-- start of DATASET ROWS --
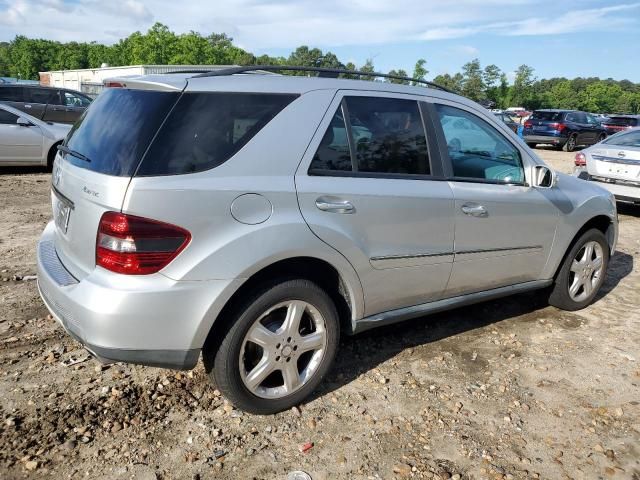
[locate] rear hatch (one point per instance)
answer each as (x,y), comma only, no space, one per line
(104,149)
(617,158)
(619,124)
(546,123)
-- end of DATASET ROWS --
-- start of DATASET ROWS --
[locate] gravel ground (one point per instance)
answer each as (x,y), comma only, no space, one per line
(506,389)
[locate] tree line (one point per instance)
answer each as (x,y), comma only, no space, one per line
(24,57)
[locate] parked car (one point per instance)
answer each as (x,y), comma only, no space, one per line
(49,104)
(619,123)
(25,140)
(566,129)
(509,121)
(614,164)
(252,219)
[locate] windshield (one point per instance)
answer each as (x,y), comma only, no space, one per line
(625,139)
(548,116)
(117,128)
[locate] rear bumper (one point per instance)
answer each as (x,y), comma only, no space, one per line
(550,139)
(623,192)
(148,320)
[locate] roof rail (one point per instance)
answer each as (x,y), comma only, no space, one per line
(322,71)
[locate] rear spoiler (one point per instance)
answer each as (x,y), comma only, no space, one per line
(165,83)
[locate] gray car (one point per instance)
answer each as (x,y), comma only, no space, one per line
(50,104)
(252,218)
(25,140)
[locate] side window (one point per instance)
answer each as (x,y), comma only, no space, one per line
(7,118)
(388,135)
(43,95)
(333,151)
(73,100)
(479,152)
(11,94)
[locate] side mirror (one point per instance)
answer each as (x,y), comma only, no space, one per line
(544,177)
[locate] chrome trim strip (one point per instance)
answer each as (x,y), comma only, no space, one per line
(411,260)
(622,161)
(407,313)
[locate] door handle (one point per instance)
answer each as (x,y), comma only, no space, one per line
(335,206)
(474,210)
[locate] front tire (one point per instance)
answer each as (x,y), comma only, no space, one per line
-- end of DATASET ROWS --
* _WORK INSTRUCTIONS_:
Count the lines of the records above that contain the string "side", treating case as significant. Reply with the number alone.

* _TASK RESPONSE_:
2